TEXT EXTRACT:
>>

Home > Programming / tutorials > Understanding asymmetric Clustering – Part 3

Understanding asymmetric Clustering – Part 3

In last 2 posts we had been covering asymmetric clustering .

More can be found at

What is asymmetric clustering – Part 1

What is asymmetric clustering – Part 2

What is an appropriate level of granularity for a partition?

That’s very application specific. Customers currently typically use less than 512 partitions. Partitions can be either:

Named partitions for a specific function in the application.

Here the application may need a single thread in the cluster doing database archiving for example or summarizing audit records. This work could be done in a partition and the partitioning facility runtime would make sure it’s always running in one cluster member. These partitions correspond to conventional singletons.

Named partitions for groups of data sets, hashing is an example. All datasets whose key hashes to X run on partition X. An example here is a stock symbol. A partition could correspond to a stock symbol and be responsible for all order matching for that symbol. This partition can cache all symbol related data and then execute the incoming orders/quotes in sequence and write any state changes through to the database to harden them. The goal here is to give each partition exclusive write rights for the subset of the data corresponding to that partition in the database.

Can partitions be used as a conventional singleton?

Yes, a named partition is simply a conventional singleton. HTTP and EJB client requests can be routed to the JVM in the cluster that hosts a specific partition. The application programmer must write an interceptor that is called on the EJB client when a remote method on a specific stateless session bean is invoked. The interceptor then examines the method name and arguments and then returns the name of the partition that the request should be routed to. So, for example, a client can call an EJB method called ‘acceptOrder’ that takes an Order object as a parameter. The interceptor is provided with the method name and argument(s) and the interceptor then returns the String stored in the Order.getCompanyName() method. The client then routes the request to the partition named with the company name. If the JVM with that company crashes or fails then WebSphere automatically fails it over to another cluster member and new requests are now routed there instead.

<<

INFORMATION SHOWN:

>>

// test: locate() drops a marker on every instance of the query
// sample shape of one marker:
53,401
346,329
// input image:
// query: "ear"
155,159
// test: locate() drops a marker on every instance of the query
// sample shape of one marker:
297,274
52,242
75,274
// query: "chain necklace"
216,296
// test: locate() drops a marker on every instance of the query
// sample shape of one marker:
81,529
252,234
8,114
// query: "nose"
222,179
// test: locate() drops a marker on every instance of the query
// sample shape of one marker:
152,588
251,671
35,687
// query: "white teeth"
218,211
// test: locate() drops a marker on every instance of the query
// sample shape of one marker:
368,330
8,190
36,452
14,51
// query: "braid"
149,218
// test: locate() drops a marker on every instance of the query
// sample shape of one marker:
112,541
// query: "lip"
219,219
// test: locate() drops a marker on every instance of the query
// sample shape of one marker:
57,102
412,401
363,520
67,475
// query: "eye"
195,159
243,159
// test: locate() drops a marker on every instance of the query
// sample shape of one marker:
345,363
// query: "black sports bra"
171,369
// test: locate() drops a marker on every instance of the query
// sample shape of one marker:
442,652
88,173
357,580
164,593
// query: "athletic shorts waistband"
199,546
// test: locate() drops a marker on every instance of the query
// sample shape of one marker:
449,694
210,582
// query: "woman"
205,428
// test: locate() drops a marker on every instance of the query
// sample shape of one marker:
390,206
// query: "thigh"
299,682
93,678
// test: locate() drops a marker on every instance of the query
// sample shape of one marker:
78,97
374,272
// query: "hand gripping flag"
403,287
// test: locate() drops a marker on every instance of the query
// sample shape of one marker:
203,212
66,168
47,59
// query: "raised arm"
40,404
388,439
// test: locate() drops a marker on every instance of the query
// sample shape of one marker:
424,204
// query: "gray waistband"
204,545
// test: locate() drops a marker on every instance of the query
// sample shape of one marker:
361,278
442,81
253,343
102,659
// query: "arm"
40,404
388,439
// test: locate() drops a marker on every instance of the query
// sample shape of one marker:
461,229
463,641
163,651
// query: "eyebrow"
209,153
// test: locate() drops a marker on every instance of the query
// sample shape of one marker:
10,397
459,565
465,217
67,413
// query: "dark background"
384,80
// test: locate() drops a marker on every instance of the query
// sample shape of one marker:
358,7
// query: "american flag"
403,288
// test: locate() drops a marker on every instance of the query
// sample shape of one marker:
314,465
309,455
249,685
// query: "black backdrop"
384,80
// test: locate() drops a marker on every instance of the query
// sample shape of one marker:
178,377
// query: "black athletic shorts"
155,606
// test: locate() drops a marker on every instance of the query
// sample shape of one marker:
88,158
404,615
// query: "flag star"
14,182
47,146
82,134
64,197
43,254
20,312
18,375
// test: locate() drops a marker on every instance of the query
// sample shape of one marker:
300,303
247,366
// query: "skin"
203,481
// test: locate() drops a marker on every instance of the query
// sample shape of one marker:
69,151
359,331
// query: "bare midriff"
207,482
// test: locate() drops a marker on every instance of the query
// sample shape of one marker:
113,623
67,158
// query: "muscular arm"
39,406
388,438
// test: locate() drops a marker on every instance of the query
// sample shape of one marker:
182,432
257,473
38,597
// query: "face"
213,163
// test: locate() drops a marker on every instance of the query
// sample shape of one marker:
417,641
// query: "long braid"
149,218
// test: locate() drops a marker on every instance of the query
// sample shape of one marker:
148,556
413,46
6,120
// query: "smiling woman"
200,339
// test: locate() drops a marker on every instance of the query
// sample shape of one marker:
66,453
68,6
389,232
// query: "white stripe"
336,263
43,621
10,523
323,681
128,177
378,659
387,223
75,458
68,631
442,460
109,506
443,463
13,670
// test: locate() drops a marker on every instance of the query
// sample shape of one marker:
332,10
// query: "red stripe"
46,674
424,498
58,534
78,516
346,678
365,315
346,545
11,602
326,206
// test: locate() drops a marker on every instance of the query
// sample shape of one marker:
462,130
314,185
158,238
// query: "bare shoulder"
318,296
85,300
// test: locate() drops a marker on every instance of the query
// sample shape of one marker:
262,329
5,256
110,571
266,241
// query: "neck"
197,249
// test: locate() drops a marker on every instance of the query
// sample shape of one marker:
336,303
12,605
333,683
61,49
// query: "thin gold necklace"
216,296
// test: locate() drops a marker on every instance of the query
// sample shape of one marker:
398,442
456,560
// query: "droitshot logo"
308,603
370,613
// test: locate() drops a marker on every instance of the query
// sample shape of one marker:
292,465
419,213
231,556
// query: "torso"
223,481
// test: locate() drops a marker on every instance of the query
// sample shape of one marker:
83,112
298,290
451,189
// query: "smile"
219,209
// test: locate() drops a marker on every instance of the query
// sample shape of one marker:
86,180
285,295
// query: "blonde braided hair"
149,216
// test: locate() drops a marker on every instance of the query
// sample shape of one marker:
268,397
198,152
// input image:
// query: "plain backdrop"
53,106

<<

TO-DO LIST:
(a) Rewrite the paragraph of the asymmetric clustering text that begins "Named partitions for groups of data sets" as a short bulleted list that keeps its main facts.
(b) Pick up the asymmetric clustering text after its last sentence and continue it.
The records play no part in this work.

ANSWERS:
(a)
- Named partitions can also cover groups of data sets, for example by hashing: every data set whose key hashes to X runs on partition X.
- For example, a partition can correspond to a stock symbol and handle all order matching for that symbol.
- Such a partition caches all data related to its symbol, executes incoming orders and quotes in sequence, and writes state changes through to the database to harden them.
- The aim is to give each partition exclusive write rights to its own subset of the data in the database.

(b)
So the workload management component lives in the client stubs? What about work arriving using messaging?

Applications can also use JMS or non JMS messaging providers such as Tibco Rendevous or Reuters SFC to receive partition related work. When a partition is activated in a JVM then the application can subscribe using JMS or native APIs to queues or Topics for messages for that partition. When the partition is deactivated then the application can unsubscribe from the topic or queue. The async beans feature of WebSphere is critical in providing this kind of flexibility to the application and such an approach is not possible with the J2EE specification. Async beans provides a fully supported threading capability for J2EE application and allows custom threading models for receiving this work. JSR 236 is intended to standardize these APIs and fill this current gap in the J2EE programming model.

How are the partitions made highly available?

WebSphere has a new component called the High Availability Manager or HAManager. This component is included in both WebSphere XD 5.1 and WebSphere 6.0. This provides high availability services in both products. XD uses the HAManager to manage partitions and ensure that a partition only runs on exactly one cluster member. Administrators can use policies to specify preferred server lists and fail back options for partitions. For example, the administrator could say that the partition for trading IBM stock should primarily run on server A and failover to server B with manual fail back to A if A restarts after a failover. We can demonstrate failover times on the order of seconds using this technology. Policies can also be updated in real time to control/move partitions around a cluster without the need for JVM restarts.

How do you detect server failure?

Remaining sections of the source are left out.